Volunteer One enthusiastically pledges to follow Jesus "wherever you go" (Luke 9:57). Jesus invites him to examine his motives and to reconsider his offer. This isn't going to be a rose-strewn path to worldly glory! Is Volunteer One ready for homelessness and rejection? For radical reliance on God rather than earthly security?

Volunteer Two starts off well by calling Jesus "Lord." Then he spoils his offer with two telltale words: "but first ..." (Luke 9:61). His request for a good-bye visit home seems innocent enough, but Jesus sees it for what it is: a conditional offer and a sign of divided loyalties. There is no looking back in the kingdom; no "but firsts"! This is something to remember when we're tempted to put off prayer or a nudging from the Holy Spirit.

- [Goal]: In the reflection on the two volunteers, which two words spoil Volunteer Two's offer?

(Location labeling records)
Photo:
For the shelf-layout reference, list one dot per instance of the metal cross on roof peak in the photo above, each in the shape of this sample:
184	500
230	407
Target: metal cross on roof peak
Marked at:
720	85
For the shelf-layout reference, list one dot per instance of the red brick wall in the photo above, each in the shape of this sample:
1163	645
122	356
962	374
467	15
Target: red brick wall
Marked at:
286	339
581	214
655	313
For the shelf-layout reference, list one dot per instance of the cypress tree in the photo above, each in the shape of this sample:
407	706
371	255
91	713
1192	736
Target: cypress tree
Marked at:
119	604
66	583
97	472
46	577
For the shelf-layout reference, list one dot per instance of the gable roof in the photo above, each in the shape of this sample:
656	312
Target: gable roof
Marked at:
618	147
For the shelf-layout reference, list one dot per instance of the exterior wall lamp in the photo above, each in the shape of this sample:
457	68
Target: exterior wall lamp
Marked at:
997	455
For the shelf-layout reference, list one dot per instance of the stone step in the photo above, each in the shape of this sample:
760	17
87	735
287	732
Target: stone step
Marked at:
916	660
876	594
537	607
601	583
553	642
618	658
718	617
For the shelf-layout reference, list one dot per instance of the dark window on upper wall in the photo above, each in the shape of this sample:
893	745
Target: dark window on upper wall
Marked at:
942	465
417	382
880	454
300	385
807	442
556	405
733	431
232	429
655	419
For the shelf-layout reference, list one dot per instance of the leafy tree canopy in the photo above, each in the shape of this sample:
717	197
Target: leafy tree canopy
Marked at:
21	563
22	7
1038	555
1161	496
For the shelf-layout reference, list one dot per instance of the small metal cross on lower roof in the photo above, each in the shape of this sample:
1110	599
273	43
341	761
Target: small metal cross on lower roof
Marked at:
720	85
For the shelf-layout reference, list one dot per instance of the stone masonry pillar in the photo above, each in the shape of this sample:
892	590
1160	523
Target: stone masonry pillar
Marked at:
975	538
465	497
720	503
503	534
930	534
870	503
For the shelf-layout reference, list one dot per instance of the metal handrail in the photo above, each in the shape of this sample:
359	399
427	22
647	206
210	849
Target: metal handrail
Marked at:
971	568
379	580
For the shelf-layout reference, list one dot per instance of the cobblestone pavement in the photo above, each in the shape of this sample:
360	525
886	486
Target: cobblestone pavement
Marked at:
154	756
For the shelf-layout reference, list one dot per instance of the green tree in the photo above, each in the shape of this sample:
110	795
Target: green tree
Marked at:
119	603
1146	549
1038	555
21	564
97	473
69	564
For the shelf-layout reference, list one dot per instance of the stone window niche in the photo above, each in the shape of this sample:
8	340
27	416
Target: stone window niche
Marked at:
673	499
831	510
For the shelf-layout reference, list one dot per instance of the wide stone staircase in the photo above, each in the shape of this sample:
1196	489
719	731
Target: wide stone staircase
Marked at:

- [Complete response]: "But first"